**文档正文**
***
Flink开发_Flink中的函数接口

org.apache.flink.api.common.functions
org.apache.flink.api.java.functions
org.apache.flink.streaming.api.functions

  group
  reduce
  combine

1.转换Transformation

public interface FilterFunction<T> extends Function, Serializable {
    boolean filter(T var1) throws Exception;
}

public interface MapFunction<T, O> extends Function, Serializable {
    O map(T var1) throws Exception;
}
public interface FlatMapFunction<T, O> extends Function, Serializable {
    void flatMap(T var1, Collector<O> var2) throws Exception;
}

2.聚合

 Flink在reduce之前大量使用了Combine操作。
 Combine可以理解为是在map端的reduce的操作,对单个map任务的输出结果数据进行合并的操作
 combine是对一个map的
 map函数操作所产生的键值对会作为combine函数的输入,
 经combine函数处理后再送到reduce函数进行处理,
   减少了写入磁盘的数据量,同时也减少了网络中键值对的传输量
---------------------------------------------------------------
 public interface CombineFunction<IN, OUT> extends Function, Serializable {
 OUT combine(Iterable<IN> var1) throws Exception;
 }

public interface ReduceFunction<T> extends Function, Serializable {
    T reduce(T var1, T var2) throws Exception;
}

public interface AggregateFunction<IN, ACC, OUT> extends Function, Serializable {
    ACC createAccumulator();
    ACC add(IN var1, ACC var2);
	ACC merge(ACC var1, ACC var2);
    OUT getResult(ACC var1);   
}
----------------------------------------------------------------------

3.关联

--Join操作DataStream时只能用在window中,和cogroup操作一样
------关联---------这种 JoinFunction 和 FlatJoinFunction 与 MapFunction 和 FlatMapFunction 的关系类似------------
public interface JoinFunction<IN1, IN2, OUT> extends Function, Serializable {
    OUT join(IN1 var1, IN2 var2) throws Exception;
}

public interface FlatJoinFunction<IN1, IN2, OUT> extends Function, Serializable {
    void join(IN1 var1, IN2 var2, Collector<OUT> var3) throws Exception;
}

public interface CrossFunction<IN1, IN2, OUT> extends Function, Serializable {
OUT cross(IN1 var1, IN2 var2) throws Exception;
}
-- CoGroup  两个数据流/集合按照key进行group,然后将相同key的数据进行处理,
--- 但是它和join操作稍有区别,它在一个流/数据集中没有找到与另一个匹配的数据还是会输出。
***
**所示数据**
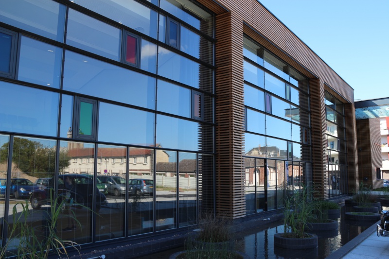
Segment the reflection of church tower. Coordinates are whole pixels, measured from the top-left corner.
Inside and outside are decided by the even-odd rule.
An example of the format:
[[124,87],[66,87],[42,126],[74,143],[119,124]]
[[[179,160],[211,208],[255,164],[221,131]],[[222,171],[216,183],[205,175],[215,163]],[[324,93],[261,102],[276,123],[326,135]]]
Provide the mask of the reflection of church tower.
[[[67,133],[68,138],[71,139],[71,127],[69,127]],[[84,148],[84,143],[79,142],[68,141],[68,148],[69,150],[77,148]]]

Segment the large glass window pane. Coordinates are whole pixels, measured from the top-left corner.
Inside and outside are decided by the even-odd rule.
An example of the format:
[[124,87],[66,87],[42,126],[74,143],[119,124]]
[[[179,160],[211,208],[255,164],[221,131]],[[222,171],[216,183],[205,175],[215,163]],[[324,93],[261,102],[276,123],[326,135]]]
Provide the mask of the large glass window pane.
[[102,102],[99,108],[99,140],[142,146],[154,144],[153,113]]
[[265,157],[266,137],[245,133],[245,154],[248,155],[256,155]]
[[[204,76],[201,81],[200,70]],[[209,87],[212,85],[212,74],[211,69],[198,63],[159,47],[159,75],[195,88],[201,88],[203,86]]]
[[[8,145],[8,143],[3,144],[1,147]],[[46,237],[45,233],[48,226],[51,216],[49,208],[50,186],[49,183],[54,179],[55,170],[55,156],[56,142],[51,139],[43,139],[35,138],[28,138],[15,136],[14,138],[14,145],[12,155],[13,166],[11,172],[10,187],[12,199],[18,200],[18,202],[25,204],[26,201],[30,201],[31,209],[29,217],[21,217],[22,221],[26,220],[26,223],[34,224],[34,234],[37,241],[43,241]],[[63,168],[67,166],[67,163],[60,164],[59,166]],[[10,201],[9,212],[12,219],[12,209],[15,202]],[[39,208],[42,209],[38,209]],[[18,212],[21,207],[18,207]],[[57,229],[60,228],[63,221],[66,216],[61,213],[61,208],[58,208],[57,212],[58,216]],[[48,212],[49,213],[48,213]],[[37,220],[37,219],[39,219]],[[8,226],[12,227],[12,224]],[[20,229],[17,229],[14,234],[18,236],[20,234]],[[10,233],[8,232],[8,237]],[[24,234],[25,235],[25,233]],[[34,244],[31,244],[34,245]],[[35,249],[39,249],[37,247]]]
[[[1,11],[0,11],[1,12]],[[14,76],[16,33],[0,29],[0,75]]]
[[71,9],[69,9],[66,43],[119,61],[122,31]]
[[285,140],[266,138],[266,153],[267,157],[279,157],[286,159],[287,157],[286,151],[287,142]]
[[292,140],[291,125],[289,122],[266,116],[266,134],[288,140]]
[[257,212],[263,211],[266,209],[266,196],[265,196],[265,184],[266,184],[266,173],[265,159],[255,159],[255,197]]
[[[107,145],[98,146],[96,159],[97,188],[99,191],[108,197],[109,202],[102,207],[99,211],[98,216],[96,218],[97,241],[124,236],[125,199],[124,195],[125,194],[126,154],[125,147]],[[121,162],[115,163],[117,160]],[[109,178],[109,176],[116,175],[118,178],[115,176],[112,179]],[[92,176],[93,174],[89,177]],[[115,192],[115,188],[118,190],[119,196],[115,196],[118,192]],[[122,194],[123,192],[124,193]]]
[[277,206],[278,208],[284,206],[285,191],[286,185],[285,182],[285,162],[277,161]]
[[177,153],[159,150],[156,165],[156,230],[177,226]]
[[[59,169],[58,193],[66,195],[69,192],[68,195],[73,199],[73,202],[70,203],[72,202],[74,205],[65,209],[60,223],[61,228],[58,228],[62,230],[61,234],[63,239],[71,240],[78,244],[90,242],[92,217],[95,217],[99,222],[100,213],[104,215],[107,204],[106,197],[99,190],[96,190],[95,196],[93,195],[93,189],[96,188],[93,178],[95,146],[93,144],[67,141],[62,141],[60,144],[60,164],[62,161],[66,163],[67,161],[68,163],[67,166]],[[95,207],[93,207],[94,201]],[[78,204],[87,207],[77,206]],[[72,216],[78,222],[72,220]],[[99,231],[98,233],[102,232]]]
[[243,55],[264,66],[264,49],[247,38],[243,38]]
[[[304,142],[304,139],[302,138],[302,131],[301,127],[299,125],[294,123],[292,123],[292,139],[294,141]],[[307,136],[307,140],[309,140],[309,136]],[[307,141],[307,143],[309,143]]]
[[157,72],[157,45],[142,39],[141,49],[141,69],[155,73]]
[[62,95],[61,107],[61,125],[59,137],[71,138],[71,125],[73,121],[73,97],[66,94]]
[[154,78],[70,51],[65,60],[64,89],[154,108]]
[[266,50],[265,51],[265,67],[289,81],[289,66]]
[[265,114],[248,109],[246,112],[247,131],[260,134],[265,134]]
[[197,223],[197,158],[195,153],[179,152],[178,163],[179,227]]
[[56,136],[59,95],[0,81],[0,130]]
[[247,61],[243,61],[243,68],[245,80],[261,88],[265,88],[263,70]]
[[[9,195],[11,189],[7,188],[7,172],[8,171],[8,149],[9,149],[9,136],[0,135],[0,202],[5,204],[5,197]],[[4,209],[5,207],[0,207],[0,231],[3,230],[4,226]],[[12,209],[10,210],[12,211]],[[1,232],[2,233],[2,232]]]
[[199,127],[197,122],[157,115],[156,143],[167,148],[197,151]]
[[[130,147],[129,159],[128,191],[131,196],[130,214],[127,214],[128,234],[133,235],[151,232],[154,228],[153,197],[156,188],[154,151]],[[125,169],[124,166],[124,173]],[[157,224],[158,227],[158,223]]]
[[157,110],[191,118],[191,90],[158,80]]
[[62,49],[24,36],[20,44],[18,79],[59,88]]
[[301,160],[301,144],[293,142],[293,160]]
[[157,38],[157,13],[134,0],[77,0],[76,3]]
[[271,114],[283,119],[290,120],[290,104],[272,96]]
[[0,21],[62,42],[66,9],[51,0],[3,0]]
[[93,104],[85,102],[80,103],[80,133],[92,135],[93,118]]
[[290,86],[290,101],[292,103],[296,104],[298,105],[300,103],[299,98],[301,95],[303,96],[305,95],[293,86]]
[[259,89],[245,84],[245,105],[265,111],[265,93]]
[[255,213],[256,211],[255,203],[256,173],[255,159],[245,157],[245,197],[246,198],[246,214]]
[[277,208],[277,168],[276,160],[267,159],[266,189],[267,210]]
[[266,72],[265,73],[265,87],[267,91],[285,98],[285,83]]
***
**任务要求**
a. Flink函数接口一文中,AggregateFunction接口里声明了哪些方法?请逐一列出方法名。
b. 把Flink函数接口一文从“public interface FlatJoinFunction<IN1, IN2, OUT>”开始、一直到“另一个匹配的数据还是会输出。”为止的文字原样照录出来。
c. 接着Flink函数接口一文的最后一句往下续写。
这些条目是独立于Flink函数接口一文的另一份材料。

**依次作答**
a. createAccumulator、add、merge、getResult

b.
public interface FlatJoinFunction<IN1, IN2, OUT> extends Function, Serializable {
    void join(IN1 var1, IN2 var2, Collector<OUT> var3) throws Exception;
}

public interface CrossFunction<IN1, IN2, OUT> extends Function, Serializable {
OUT cross(IN1 var1, IN2 var2) throws Exception;
}
-- CoGroup  两个数据流/集合按照key进行group,然后将相同key的数据进行处理,
--- 但是它和join操作稍有区别,它在一个流/数据集中没有找到与另一个匹配的数据还是会输出。

c.
--  如果是 DataStream中  则需要在window中使用
--- 如果在Dataser中 
public interface CoGroupFunction<IN1, IN2, O> extends Function, Serializable {
    void coGroup(Iterable<IN1> var1, Iterable<IN2> var2, Collector<O> var3) throws Exception;
}

4.分组

-- 分组reduce,即 GroupReduce  GroupReduceFunction
-- 这与Reduce的区别在于用户定义的函数会立即获得整个组。在组的所有元素上使用Iterable调用该函数,
并且可以返回任意数量的结果元素
public interface GroupReduceFunction<T, O> extends Function, Serializable {
    void reduce(Iterable<T> var1, Collector<O> var2) throws Exception;
}

-- 使group-reduce函数可组合,它必须实现GroupCombineFunction接口
-- GroupCombine转换是可组合GroupReduceFunction中组合步骤的通用形式。
它在某种意义上被概括为允许将输入类型I组合到任意输出类型O.
-- 相反,GroupReduce中的组合步骤仅允许从输入类型I到输出类型I的组合。
这是因为reduce步骤中, GroupReduceFunction 期望输入类型为I.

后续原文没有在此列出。